[Records drawn from a dataset]
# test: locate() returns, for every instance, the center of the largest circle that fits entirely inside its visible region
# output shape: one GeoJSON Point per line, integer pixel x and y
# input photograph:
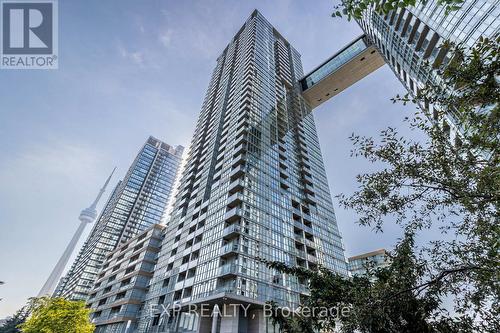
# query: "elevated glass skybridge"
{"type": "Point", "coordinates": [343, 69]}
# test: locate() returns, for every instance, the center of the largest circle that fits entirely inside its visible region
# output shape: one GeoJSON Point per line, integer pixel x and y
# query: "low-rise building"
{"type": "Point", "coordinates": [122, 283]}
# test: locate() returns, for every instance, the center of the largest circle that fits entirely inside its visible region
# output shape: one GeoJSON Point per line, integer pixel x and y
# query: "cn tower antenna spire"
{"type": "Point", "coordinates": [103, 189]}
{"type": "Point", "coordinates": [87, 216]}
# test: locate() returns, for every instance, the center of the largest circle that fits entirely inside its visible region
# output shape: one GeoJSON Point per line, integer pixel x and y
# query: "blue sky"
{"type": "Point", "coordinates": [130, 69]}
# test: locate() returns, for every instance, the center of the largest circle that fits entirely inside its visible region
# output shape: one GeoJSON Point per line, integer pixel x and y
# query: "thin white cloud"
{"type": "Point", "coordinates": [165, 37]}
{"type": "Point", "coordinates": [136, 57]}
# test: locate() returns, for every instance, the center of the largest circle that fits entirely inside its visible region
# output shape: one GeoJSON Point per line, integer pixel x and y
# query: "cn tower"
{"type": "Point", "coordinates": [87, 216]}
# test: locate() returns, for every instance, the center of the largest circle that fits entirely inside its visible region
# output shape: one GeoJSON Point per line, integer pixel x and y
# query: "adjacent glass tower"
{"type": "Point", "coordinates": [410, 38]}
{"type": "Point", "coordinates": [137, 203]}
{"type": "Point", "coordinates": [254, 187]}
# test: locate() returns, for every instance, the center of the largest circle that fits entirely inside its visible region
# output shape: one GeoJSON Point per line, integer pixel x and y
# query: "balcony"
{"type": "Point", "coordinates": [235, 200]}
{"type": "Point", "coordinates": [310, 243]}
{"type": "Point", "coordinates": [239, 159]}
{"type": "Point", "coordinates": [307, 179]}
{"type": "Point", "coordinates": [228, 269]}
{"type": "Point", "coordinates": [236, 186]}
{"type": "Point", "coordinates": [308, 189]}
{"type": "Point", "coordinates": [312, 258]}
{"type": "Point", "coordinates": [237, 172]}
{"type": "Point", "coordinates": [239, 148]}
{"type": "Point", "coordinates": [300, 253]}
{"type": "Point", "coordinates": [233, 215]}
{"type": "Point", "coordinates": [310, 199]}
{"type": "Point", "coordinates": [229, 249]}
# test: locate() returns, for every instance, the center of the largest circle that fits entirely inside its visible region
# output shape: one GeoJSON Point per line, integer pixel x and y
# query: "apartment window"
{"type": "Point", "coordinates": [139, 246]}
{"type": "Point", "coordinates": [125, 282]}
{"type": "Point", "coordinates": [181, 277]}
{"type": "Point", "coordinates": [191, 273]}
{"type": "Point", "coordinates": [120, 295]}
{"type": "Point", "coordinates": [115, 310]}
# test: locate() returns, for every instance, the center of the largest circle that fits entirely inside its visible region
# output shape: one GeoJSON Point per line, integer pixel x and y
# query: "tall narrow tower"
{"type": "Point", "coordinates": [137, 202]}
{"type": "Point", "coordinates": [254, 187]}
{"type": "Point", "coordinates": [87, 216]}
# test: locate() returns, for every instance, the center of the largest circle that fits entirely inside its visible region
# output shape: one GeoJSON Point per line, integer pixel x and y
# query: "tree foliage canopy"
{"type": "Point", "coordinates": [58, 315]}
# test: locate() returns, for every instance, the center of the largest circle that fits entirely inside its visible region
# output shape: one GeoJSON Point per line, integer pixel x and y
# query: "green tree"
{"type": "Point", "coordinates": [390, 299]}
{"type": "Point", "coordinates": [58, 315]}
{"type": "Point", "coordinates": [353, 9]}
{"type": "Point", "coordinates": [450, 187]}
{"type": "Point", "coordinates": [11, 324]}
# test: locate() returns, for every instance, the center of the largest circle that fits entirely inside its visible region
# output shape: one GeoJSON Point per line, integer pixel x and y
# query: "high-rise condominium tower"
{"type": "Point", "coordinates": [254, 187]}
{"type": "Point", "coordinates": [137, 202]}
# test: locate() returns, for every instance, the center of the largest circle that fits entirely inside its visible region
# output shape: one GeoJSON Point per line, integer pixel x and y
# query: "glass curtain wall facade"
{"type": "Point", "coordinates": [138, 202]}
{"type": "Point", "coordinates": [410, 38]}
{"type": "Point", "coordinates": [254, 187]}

TASK DESCRIPTION:
Your copy must repeat the data word for word and show none of its images.

RESULT OF THE EXERCISE:
# test: locate() returns, for every instance, the center of the largest circle that fits entirely inside its visible region
# output shape: one GeoJSON Point per line, integer pixel x and y
# input photograph:
# query: "elevated glass skybridge"
{"type": "Point", "coordinates": [343, 69]}
# test: locate() returns, for every instance, the center of the largest circle that fits entirely inside its visible region
# output shape: one GeoJSON Point per line, integer pixel x and y
# query: "low-rise building"
{"type": "Point", "coordinates": [122, 283]}
# test: locate() returns, for every instance, the center of the largest circle that fits entirely inside its visible region
# output shape: one GeoJSON Point per line, integer pixel x and y
# query: "cn tower antenna spire"
{"type": "Point", "coordinates": [103, 189]}
{"type": "Point", "coordinates": [87, 216]}
# test: locate() returns, for every instance, the center of the largest circle that fits entirely inside its visible region
# output shape: one GeoJSON Point per line, integer pixel x and y
# query: "blue sky"
{"type": "Point", "coordinates": [130, 69]}
# test: locate() returns, for every instance, the center of the largest circle that fits entirely inside its visible region
# output shape: one GeoJSON Point per line, integer pixel x and y
# query: "thin white cloud"
{"type": "Point", "coordinates": [165, 37]}
{"type": "Point", "coordinates": [136, 57]}
# test: locate() returns, for every instance, the center of the largest circle that fits entirely inside its visible region
# output shape: one GeoJSON Point per line, integer pixel x and y
# query: "cn tower"
{"type": "Point", "coordinates": [87, 216]}
# test: locate() returns, for every instance, the center of the largest circle that fits entirely inside its visible region
# output shape: one GeoJSON Point per line, integer pixel x and y
# query: "adjacent glass tower"
{"type": "Point", "coordinates": [410, 38]}
{"type": "Point", "coordinates": [137, 203]}
{"type": "Point", "coordinates": [254, 187]}
# test: locate() returns, for every instance, the center of the largest circle that fits entirely inside its visible region
# output shape: one GeoJSON Point per line, integer pixel x and y
# query: "balcony"
{"type": "Point", "coordinates": [235, 200]}
{"type": "Point", "coordinates": [310, 243]}
{"type": "Point", "coordinates": [239, 159]}
{"type": "Point", "coordinates": [307, 179]}
{"type": "Point", "coordinates": [228, 269]}
{"type": "Point", "coordinates": [236, 186]}
{"type": "Point", "coordinates": [308, 189]}
{"type": "Point", "coordinates": [312, 258]}
{"type": "Point", "coordinates": [237, 172]}
{"type": "Point", "coordinates": [239, 148]}
{"type": "Point", "coordinates": [300, 253]}
{"type": "Point", "coordinates": [233, 215]}
{"type": "Point", "coordinates": [310, 199]}
{"type": "Point", "coordinates": [229, 249]}
# test: locate() returns, for every instance, the center of the largest circle that fits entirely inside its visible region
# output shape: one GeoJSON Point per line, integer pixel x and y
# query: "apartment window"
{"type": "Point", "coordinates": [139, 246]}
{"type": "Point", "coordinates": [125, 282]}
{"type": "Point", "coordinates": [181, 277]}
{"type": "Point", "coordinates": [191, 273]}
{"type": "Point", "coordinates": [120, 295]}
{"type": "Point", "coordinates": [115, 310]}
# test: locate() returns, for every instance, the center of the largest circle that fits entirely inside its visible region
# output shape: one GeoJSON Point per line, integer pixel x and y
# query: "tall narrow tower"
{"type": "Point", "coordinates": [137, 202]}
{"type": "Point", "coordinates": [254, 187]}
{"type": "Point", "coordinates": [87, 216]}
# test: locate() returns, for every instance, the center of the largest circle that fits entirely inside its visible region
# output shape: one GeoJSON Point per line, integer pixel x and y
# query: "tree foliage canopy"
{"type": "Point", "coordinates": [58, 315]}
# test: locate() returns, for every instance, the center of the largest circle that fits entirely inside its visible region
# output shape: one GeoJSON Point per line, integer pixel x and y
# query: "green tree"
{"type": "Point", "coordinates": [390, 299]}
{"type": "Point", "coordinates": [58, 315]}
{"type": "Point", "coordinates": [353, 9]}
{"type": "Point", "coordinates": [450, 187]}
{"type": "Point", "coordinates": [11, 324]}
# test: locate() returns, for every instance, the center of the largest circle that fits entirely inside its visible region
# output shape: one GeoJSON Point per line, integer pixel x and y
# query: "high-rise condominium tower"
{"type": "Point", "coordinates": [254, 187]}
{"type": "Point", "coordinates": [137, 202]}
# test: locate() returns, for every instance, the center of the largest circle that fits entirely inside its visible region
# output shape: one GeoJSON Point per line, integer pixel x and y
# query: "glass curtain wall facade"
{"type": "Point", "coordinates": [138, 202]}
{"type": "Point", "coordinates": [410, 38]}
{"type": "Point", "coordinates": [254, 187]}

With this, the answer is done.